** THE INPUT follows **

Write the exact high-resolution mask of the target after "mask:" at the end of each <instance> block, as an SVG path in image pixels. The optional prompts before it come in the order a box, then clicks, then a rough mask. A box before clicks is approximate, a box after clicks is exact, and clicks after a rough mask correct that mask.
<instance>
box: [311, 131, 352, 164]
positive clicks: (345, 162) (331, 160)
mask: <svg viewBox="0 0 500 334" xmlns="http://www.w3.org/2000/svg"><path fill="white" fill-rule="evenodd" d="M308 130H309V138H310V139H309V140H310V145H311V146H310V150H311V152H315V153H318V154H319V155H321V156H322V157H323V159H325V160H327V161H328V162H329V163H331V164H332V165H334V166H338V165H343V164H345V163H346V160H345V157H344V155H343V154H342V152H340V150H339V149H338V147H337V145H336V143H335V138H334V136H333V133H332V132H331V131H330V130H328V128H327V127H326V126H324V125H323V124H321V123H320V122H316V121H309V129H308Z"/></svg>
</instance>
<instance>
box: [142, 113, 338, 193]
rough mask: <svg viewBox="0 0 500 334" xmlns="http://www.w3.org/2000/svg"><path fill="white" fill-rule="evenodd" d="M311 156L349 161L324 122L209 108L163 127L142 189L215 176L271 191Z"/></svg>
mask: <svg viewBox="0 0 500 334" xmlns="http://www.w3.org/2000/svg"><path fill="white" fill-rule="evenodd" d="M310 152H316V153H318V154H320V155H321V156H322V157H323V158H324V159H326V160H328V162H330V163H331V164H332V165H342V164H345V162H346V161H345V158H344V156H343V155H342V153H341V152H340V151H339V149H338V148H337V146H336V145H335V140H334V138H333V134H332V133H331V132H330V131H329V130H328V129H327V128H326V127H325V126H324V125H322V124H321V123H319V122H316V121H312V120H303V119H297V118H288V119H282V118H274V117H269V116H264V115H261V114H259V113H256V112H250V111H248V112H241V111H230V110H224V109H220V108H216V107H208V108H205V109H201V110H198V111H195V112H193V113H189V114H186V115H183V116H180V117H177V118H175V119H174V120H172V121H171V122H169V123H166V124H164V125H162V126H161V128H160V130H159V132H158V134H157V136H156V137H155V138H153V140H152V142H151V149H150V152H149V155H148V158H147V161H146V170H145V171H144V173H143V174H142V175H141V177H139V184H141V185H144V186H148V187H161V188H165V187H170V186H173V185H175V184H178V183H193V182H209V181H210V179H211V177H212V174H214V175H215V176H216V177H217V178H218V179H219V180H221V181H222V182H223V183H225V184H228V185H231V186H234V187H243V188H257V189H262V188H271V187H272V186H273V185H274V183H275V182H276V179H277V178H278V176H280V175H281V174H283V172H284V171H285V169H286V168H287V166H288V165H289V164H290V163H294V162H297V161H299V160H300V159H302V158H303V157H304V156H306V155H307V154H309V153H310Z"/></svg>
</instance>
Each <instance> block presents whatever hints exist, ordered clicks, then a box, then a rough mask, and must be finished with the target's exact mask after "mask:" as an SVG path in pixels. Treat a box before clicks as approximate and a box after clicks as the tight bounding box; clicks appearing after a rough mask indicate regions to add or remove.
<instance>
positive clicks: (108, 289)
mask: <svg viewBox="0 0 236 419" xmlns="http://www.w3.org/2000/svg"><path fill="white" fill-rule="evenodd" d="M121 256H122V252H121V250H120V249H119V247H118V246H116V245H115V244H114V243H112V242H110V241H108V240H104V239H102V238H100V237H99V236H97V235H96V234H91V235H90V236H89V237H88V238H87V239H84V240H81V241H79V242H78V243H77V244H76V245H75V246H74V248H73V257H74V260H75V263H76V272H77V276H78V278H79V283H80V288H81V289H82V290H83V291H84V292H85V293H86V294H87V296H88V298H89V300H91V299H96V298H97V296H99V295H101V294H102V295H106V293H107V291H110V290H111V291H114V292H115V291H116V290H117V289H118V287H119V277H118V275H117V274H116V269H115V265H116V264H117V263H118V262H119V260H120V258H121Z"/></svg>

** End of THE INPUT **

Reproduce each entry exactly, leaving out nothing.

## REPLY TO THE TASK:
Write the exact high-resolution mask of the target after "mask:" at the end of each <instance> block, as an SVG path in image pixels. The optional prompts before it come in the order a box, then clicks, then a rough mask. A box before clicks is approximate, a box after clicks is exact, and clicks after a rough mask correct that mask.
<instance>
box: [311, 131, 352, 164]
positive clicks: (345, 162) (331, 160)
mask: <svg viewBox="0 0 500 334" xmlns="http://www.w3.org/2000/svg"><path fill="white" fill-rule="evenodd" d="M308 130H309V138H310V139H309V140H310V145H311V146H310V150H311V152H315V153H318V154H319V155H321V156H322V157H323V159H325V160H327V161H328V162H329V163H331V164H332V165H334V166H338V165H343V164H345V163H346V160H345V157H344V155H343V154H342V152H340V150H339V149H338V147H337V145H336V143H335V138H334V136H333V133H332V132H331V131H330V130H328V128H327V127H326V126H324V125H323V124H321V123H320V122H316V121H309V129H308Z"/></svg>
</instance>
<instance>
box: [142, 113, 338, 193]
rough mask: <svg viewBox="0 0 500 334" xmlns="http://www.w3.org/2000/svg"><path fill="white" fill-rule="evenodd" d="M311 156L349 161L324 122L209 108L163 127L142 189L215 176L271 191Z"/></svg>
mask: <svg viewBox="0 0 500 334" xmlns="http://www.w3.org/2000/svg"><path fill="white" fill-rule="evenodd" d="M310 152H316V153H318V154H320V155H321V156H322V157H323V158H324V159H326V160H328V162H330V163H331V164H332V165H342V164H345V162H346V161H345V158H344V156H343V155H342V153H341V152H340V151H339V149H338V148H337V146H336V145H335V140H334V138H333V134H332V133H331V132H330V131H329V130H328V129H327V128H326V127H325V126H324V125H322V124H321V123H319V122H316V121H312V120H303V119H297V118H288V119H282V118H274V117H269V116H264V115H261V114H259V113H256V112H250V111H248V112H241V111H230V110H224V109H220V108H216V107H208V108H205V109H201V110H198V111H195V112H193V113H189V114H186V115H183V116H180V117H177V118H175V119H174V120H172V121H171V122H169V123H166V124H164V125H162V126H161V128H160V130H159V132H158V134H157V136H156V137H155V138H153V140H152V142H151V149H150V152H149V155H148V158H147V161H146V170H145V171H144V173H143V174H142V175H141V177H139V184H141V185H144V186H148V187H161V188H165V187H170V186H173V185H175V184H178V183H193V182H209V181H210V179H211V177H212V174H214V175H215V176H216V177H217V178H218V179H219V180H221V181H222V182H223V183H225V184H228V185H231V186H234V187H243V188H257V189H262V188H271V187H272V186H273V185H274V183H275V182H276V179H277V178H278V176H280V175H281V174H283V172H284V171H285V169H286V168H287V166H288V165H289V164H290V163H294V162H297V161H299V160H300V159H302V158H303V157H304V156H306V155H307V154H309V153H310Z"/></svg>
</instance>
Each <instance> block presents whatever hints exist, ordered clicks, then a box, then a rough mask, and must be finished with the target's exact mask after "mask:" as an SVG path in pixels. Treat a box before clicks as approximate and a box after clicks as the tight bounding box; clicks appearing after a rough mask indicate regions to add or remove.
<instance>
positive clicks: (108, 289)
mask: <svg viewBox="0 0 236 419" xmlns="http://www.w3.org/2000/svg"><path fill="white" fill-rule="evenodd" d="M121 256H122V252H121V250H120V249H119V247H118V246H116V245H115V244H114V243H112V242H110V241H108V240H104V239H102V238H100V237H99V236H97V235H96V234H91V235H90V236H89V237H88V238H87V239H84V240H81V241H79V242H78V243H77V244H76V245H75V246H74V248H73V257H74V260H75V263H76V272H77V276H78V278H79V283H80V288H81V289H82V290H83V291H84V292H85V293H86V294H87V296H88V298H89V300H91V299H96V298H97V296H99V295H101V294H102V295H106V293H107V291H110V290H111V291H114V292H115V291H116V290H117V289H118V287H119V277H118V275H117V274H116V269H115V265H116V264H117V263H118V262H119V260H120V258H121Z"/></svg>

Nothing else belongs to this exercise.